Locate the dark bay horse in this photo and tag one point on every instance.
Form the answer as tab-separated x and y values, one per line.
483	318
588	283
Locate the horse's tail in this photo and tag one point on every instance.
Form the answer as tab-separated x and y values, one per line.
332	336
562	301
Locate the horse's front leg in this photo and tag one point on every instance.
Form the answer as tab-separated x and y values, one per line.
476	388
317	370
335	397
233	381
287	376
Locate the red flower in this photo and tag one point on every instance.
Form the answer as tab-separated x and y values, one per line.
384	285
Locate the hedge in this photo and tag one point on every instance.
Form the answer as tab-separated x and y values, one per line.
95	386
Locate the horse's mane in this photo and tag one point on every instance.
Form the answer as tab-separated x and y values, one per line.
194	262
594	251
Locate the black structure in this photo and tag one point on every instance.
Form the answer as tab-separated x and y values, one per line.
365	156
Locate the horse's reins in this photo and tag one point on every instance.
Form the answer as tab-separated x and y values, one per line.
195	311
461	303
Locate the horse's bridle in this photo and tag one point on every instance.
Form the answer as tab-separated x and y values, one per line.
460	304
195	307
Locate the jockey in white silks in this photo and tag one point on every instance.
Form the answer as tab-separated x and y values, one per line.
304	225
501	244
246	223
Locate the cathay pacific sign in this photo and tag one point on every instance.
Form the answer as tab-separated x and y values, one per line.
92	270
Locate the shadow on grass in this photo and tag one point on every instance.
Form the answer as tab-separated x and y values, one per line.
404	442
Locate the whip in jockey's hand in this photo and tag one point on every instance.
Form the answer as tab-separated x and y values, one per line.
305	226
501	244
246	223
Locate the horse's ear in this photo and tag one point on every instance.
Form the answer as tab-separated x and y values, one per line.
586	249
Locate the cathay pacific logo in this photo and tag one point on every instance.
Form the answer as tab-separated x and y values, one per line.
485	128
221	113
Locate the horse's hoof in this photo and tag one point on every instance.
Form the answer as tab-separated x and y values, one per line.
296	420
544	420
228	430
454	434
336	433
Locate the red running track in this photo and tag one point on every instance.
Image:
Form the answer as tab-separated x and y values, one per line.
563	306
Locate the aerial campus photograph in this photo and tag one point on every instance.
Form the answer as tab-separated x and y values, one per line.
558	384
========
— WHAT THE EXERCISE ASKS —
Copy out the material above in its entirety. Every detail must match.

— EXERCISE RESULT —
Locate the dark bay horse in this photo and tag one point on every instance.
Form the answer as tab-separated x and y values, one per line.
483	318
588	283
Locate the horse's tail in this photo and tag one point on every instance.
Form the answer as tab-separated x and y values, one per line.
332	336
562	301
Locate the horse's front leg in this photo and tag one point on every instance.
Form the answer as tab-separated x and y values, one per line.
476	388
317	370
335	397
233	381
287	376
Locate the red flower in this photo and tag one point on every instance.
Form the answer as tab-separated x and y values, one per line.
384	285
Locate the hedge in this photo and tag one point on every instance.
Form the answer as tab-separated x and y values, one per line.
95	386
Locate the horse's mane in this photo and tag one point on every instance.
Form the answer as tab-separated x and y values, one per line.
194	262
594	251
Locate the black structure in this photo and tag one point on every instance.
Form the answer as tab-separated x and y values, one per line.
365	156
Locate the horse's reins in this photo and tag one point on every instance.
Form the answer as tab-separated x and y values, one per line.
195	311
461	303
Locate the horse's bridle in this photo and tag one point on every instance.
Form the answer as tab-separated x and y values, one per line.
460	304
195	307
Locate the jockey in white silks in this photo and tag one point on every instance.
Form the answer as tab-separated x and y values, one per line.
304	225
501	244
246	223
Locate the cathay pacific sign in this photo and tag one point on every instance.
Form the answer as tab-separated x and y values, one per line.
92	270
Locate the shadow on grass in this photo and tag one point on every instance.
Form the answer as tab-separated x and y values, one per line.
404	442
Locate the whip in jockey's hand in this photo and tag one point on every instance.
Form the answer as tab-separated x and y values, one per line.
305	226
501	244
246	223
Locate the horse's ear in this photo and tag one point on every instance.
Form the answer as tab-separated x and y values, one per line.
586	249
Locate the cathay pacific logo in this photo and tag one point on every instance.
Form the answer as tab-separated x and y values, one per line.
485	128
221	113
Locate the horse's hoof in this photo and tag one point on every instance.
Form the answer as tab-separated x and y values, one per line.
296	420
544	420
228	430
454	434
336	433
Locate the red running track in this photo and tag one point on every instance.
Image:
Form the answer as tab-separated x and y values, one per line.
563	306
Locate the aerial campus photograph in this photo and tag one point on every instance.
Form the answer as tab-separated x and y values, one per line.
558	384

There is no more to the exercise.